# Population Genetics > Autosomal Genetics >  Share your DNA Land Ancestry Composition

## Maciamo

In 2017 I started a thread encouraging users to share their 23andMe Ancestry Composition to get a better idea of what each admixture corresponds to. This resulted in the making of distribution maps for each European admixture. I would now like to do the same for people who have uploaded their autosomal results (from any testing company) to DNA Land.

*Please only share your results if all your ancestors come from the same country!* Kindly also mention your ancestral region(s) within that country so that results can be classify more accurately.

----------


## Stuvanè

From Eastern Emilia/Romagna

West Eurasian 100%:


South European 58% (South/Central European 55% + Balkan 3.2%)Mediterranean Islander 28%North Slavic 14%

----------


## Sile

mine ....Veneto Italy
..
.
*West Eurasian 100%	*

South European 61%	
..........South/Central European 34%
..........Balkan 27%
.
Northwest European 25%
.
Southwestern European 9.6%	
..........Sardinian 8.4%
..........Southwestern European 1.2%
.
North Slavic 2.4%
.
Kalash 1.2%

----------


## Dibran

*Me:*

West Eurasian: 100%
Balkan-95%
Sardinian-5%

*Mother: Puka, Albania*

West Eurasian: 100%
Balkan-100%

*Father: Okshtun i Vogel, Diber, Albania*

West Eurasian: 100%
Balkan-92%
Sardinian-8%

----------


## Aspar

Mine:

----------


## Vello Noble

My ancestral home is on the islands of Hiiumaa and Saarema, Estonia.

My DNA.LAND report is 100% West Eurasian
North East European 87% ( 53% North Slavic and 29% Finnish.)
North West European 12% 
Ambiguous 1.3%

----------


## Polumbi2

Deleted...

----------


## Tomenable

DNA Land accepts raw data from most companies so it is good for comparisons:

https://dna.land

*1.* I will start with results of 4 ethnic Poles from the region of *Greater Poland:*






I will add more results from this region (as well as from other Polish regions) later.

Here a blank map of Europe with regional borders. I highlighted Greater Poland:

https://i.imgur.com/qvXGFSz.png

----------


## Ricimer

Full Spanish ancestry. One parent from Extremadura and the another from Eastern Andalucia

Southernwestern European -> 73%

Mediterranean Islander -> 25%

South European (Ambiguous) -> 1.1%

----------


## Sile

> mine ....Veneto Italy
> ..
> .
> *West Eurasian 100%	*
> 
> South European 61%	
> ..........South/Central European 34%
> ..........Balkan 27%
> .
> ...
□ □ □
* [Task directions] Reproduce the passage of the forum thread starting with "## Tomenable" and going on through "Polish regions) later.".
□ □ □
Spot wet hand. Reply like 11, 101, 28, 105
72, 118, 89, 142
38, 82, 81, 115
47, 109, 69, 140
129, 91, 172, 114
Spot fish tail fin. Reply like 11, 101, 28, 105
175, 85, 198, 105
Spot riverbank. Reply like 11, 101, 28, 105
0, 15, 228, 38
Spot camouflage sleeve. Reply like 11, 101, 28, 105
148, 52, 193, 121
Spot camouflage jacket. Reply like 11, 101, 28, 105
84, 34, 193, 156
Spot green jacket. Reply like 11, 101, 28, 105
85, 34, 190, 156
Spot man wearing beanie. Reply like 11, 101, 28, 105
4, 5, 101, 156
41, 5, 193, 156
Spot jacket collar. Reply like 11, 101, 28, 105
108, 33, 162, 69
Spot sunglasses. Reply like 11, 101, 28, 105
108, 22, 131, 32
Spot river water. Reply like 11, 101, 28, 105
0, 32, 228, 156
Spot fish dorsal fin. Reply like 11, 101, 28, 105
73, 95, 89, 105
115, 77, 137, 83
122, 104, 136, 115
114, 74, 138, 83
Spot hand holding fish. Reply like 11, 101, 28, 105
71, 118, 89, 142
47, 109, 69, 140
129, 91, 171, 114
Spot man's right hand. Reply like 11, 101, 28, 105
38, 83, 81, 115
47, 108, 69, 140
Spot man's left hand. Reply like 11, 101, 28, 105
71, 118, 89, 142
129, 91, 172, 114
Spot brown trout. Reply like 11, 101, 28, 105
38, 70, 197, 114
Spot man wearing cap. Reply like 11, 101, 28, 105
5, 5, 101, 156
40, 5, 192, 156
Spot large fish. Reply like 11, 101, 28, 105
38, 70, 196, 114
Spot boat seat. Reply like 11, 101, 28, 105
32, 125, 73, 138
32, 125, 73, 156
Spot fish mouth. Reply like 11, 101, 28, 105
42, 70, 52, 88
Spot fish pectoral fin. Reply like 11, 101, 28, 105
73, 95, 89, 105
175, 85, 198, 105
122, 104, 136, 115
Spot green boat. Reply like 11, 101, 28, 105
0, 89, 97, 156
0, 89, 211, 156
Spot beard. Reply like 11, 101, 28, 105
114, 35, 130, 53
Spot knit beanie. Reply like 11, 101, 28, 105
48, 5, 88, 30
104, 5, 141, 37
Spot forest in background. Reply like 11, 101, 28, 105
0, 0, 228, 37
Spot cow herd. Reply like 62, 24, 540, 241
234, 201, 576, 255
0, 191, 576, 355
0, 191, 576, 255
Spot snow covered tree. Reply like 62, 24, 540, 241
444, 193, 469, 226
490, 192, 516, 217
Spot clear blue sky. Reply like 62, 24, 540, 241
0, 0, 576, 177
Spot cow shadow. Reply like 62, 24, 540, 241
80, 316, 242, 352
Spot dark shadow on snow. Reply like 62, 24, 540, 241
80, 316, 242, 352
□ □ □
* [Answer section]
## Tomenable

DNA Land accepts raw data from most companies so it is good for comparisons:

https://dna.land

*1.* I will start with results of 4 ethnic Poles from the region of *Greater Poland:*






I will add more results from this region (as well as from other Polish regions) later.